__Teks yang Diberikan__:
##############################

Berangkat dari alam, manusia mulai merambah dunianya sendiri serta kehidupan sosialnya. Manusia perintis yang mengutarakan gejolak jiwanya ini adalah Perminides. Ia menularkan ilmunya ke Sokrates, yang mengatakan bahwa dalam kehidupan terdapat unsur ada, ada yang tak terbatas, ia adalah langit dan bumi, barat dan timur, ia menjadi kekuatan sehingga kehidupan itupun senantiasa berada. Namun penjelasan mengenai ada ini masih dalam awan-awan pikirannya. Ia belum bisa menjabarkan keberadaan ada. Ungkapan fhilosofis pun berasal dari Sokrates, Fhilos (mencintai) dan Shofis (kearifan). Ia sangat menghindari sifat angkuh, walau ia seringkali menantang dan mengalahkan para pembicara ulung yang tergolong kelas-kelas manusia cerdas jaman Yunani kuno lalu. Hebatnya ia tak mau membahasakan bahwa ia cerdas, tapi dengan bahasa orang yang mencintai ilmu pengetahuan.
Setelah Sokrates, muncul kepermukaan murid Sokrates sendiri, yaitu Plato. Plato tidak berkutat pada kehidupan alam, tapi menyangkut eksistensi manusia. Ia pun menelaah kajian yang lebih spesifik lagi, yaitu alam pikiran khususnya dunia bentuk dan dunia ide. Dunia bentuk sebenarnya adalah kajian sokrates yang diturunkan ke Plato, tapi Plato menelaahnya lebih jauh dengan menambahkan contoh-contoh baru dan asumsi-asumsi segar. Dunia bentuk menurutnya tidak dapat dimasuki oleh indra, hanya oleh pikiran. Kita dapat berfikir tentang sesuatu, tapi kita tidak dapat mengindrainya. Objek indrawi menerima kuantitas-kuantitas dengan ”berpartisipasi” di dalam ide-ide yang menjadi asal-muasalnya. Contohnya, jika kita memandang sebuah patung. Patung yang awalnya dibentuk sesuai dengan pola tertentu. Yang menjelaskan hal ini pola patung pada suatu cetakan adalah ide, sedangkan patung yang tercetak adalah obyek indrawi yang menerima kualitas seperti ukuran, bentuk atau bahkan ekspresi dari pola cetakan.

##############################

__Informasi yang Diberikan__:
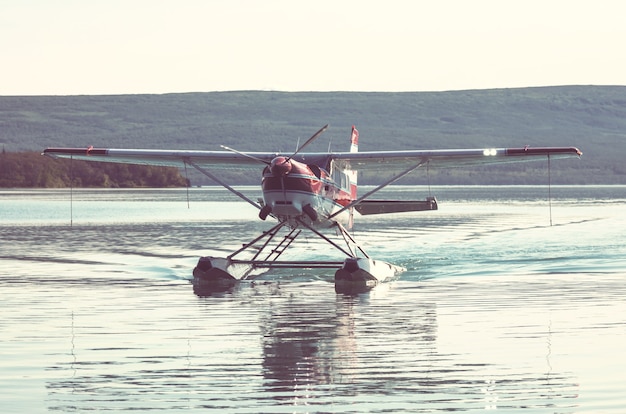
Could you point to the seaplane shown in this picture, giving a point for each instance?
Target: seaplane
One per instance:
(314, 192)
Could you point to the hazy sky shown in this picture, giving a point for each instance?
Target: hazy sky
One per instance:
(67, 47)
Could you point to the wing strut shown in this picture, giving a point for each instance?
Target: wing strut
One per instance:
(220, 182)
(380, 187)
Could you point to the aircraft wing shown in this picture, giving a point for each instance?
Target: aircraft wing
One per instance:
(166, 158)
(356, 160)
(451, 157)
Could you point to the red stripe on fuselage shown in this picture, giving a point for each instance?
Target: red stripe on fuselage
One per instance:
(302, 179)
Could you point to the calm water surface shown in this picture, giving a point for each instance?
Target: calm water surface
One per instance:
(498, 310)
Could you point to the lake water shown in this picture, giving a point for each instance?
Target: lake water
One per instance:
(498, 310)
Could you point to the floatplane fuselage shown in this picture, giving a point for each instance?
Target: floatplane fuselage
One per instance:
(312, 192)
(309, 193)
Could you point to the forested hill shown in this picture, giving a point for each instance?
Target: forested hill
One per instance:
(592, 118)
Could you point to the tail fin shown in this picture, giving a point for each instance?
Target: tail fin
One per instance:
(354, 140)
(352, 174)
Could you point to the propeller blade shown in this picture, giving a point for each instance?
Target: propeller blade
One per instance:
(308, 141)
(244, 154)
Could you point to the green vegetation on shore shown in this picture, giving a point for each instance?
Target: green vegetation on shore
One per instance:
(31, 169)
(592, 118)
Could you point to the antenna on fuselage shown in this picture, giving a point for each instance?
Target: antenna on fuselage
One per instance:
(244, 154)
(308, 141)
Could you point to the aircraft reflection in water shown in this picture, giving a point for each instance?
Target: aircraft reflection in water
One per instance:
(313, 192)
(315, 349)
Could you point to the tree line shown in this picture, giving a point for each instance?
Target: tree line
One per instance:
(31, 169)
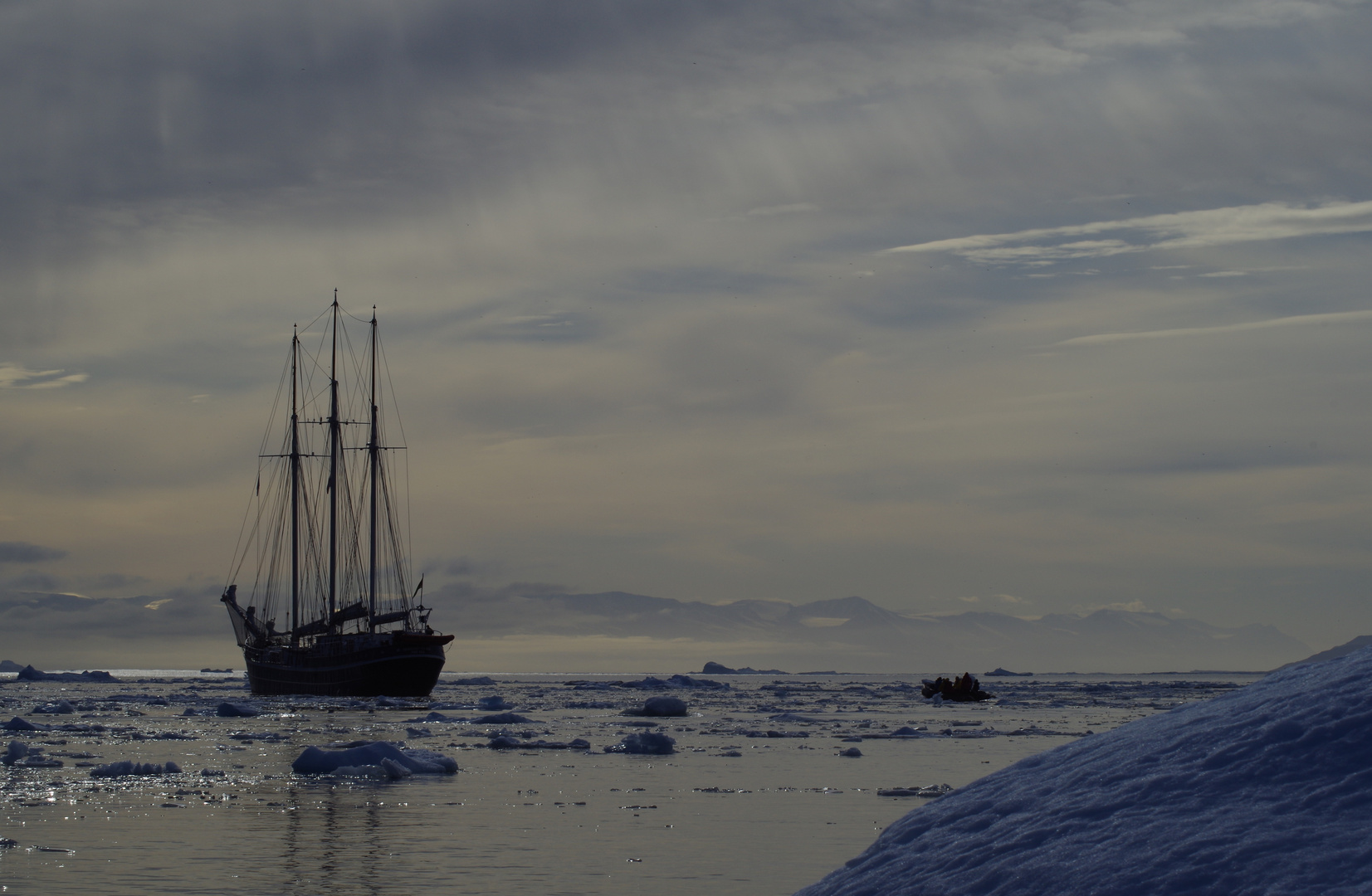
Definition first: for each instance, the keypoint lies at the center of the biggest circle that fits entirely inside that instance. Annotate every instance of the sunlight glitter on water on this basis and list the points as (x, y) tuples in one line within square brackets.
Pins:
[(774, 818)]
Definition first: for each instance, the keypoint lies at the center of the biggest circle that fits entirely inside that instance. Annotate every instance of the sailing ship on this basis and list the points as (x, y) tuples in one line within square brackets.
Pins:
[(327, 528)]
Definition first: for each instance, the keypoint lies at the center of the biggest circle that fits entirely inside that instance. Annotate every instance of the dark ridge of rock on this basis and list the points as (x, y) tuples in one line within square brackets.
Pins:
[(719, 669), (1332, 654), (29, 674)]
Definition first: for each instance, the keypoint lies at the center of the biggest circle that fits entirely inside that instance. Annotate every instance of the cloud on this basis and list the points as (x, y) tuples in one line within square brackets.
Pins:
[(16, 376), (1298, 320), (23, 552), (789, 209), (1182, 230)]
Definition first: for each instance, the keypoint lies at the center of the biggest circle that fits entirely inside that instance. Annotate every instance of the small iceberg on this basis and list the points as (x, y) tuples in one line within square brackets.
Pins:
[(237, 709), (376, 759), (648, 743), (124, 769), (660, 707)]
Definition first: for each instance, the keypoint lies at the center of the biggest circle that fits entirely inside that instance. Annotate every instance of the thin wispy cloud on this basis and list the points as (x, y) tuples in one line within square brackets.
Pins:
[(1183, 230), (1298, 320), (16, 376)]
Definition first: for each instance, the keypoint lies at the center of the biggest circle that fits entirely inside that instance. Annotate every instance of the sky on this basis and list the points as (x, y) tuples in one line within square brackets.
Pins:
[(950, 304)]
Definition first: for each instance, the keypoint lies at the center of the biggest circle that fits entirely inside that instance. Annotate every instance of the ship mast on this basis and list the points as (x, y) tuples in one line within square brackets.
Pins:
[(372, 450), (335, 436), (295, 493)]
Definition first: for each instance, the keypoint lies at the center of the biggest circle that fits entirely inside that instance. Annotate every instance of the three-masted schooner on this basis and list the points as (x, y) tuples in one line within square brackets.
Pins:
[(327, 528)]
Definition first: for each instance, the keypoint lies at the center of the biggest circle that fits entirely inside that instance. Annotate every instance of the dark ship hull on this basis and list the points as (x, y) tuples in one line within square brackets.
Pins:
[(328, 528), (399, 665)]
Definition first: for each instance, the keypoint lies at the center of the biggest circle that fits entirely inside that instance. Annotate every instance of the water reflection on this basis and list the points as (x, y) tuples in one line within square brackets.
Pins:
[(335, 841)]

##############################

__Tujuan__:
1. Ringkaslah paragraf dalam teks tentang Sokrates dan Plato yang diawali "Setelah Sokrates, muncul kepermukaan" menjadi daftar butir berisi fakta-fakta utamanya.
2. Salin tanpa perubahan sebagian teks tentang Sokrates dan Plato. Mulailah pada kata-kata yang memuat "Berangkat dari alam, manusia" dan berhentilah sesudah "mencintai ilmu pengetahuan.".

__Hasil__:
1.
- Plato adalah murid Sokrates dan muncul sesudahnya.
- Plato tidak berkutat pada kehidupan alam, tetapi pada eksistensi manusia.
- Ia menelaah alam pikiran, khususnya dunia bentuk dan dunia ide.
- Dunia bentuk semula merupakan kajian Sokrates. Plato menelaahnya lebih jauh dengan contoh-contoh baru dan asumsi-asumsi segar.
- Menurut Plato, dunia bentuk tidak dapat dimasuki oleh indra, hanya oleh pikiran.
- Contohnya patung: pola pada cetakan adalah ide. Patung yang tercetak adalah obyek indrawi yang menerima kualitas dari pola cetakan, seperti ukuran, bentuk, atau ekspresi.

2.
Berangkat dari alam, manusia mulai merambah dunianya sendiri serta kehidupan sosialnya. Manusia perintis yang mengutarakan gejolak jiwanya ini adalah Perminides. Ia menularkan ilmunya ke Sokrates, yang mengatakan bahwa dalam kehidupan terdapat unsur ada, ada yang tak terbatas, ia adalah langit dan bumi, barat dan timur, ia menjadi kekuatan sehingga kehidupan itupun senantiasa berada. Namun penjelasan mengenai ada ini masih dalam awan-awan pikirannya. Ia belum bisa menjabarkan keberadaan ada. Ungkapan fhilosofis pun berasal dari Sokrates, Fhilos (mencintai) dan Shofis (kearifan). Ia sangat menghindari sifat angkuh, walau ia seringkali menantang dan mengalahkan para pembicara ulung yang tergolong kelas-kelas manusia cerdas jaman Yunani kuno lalu. Hebatnya ia tak mau membahasakan bahwa ia cerdas, tapi dengan bahasa orang yang mencintai ilmu pengetahuan.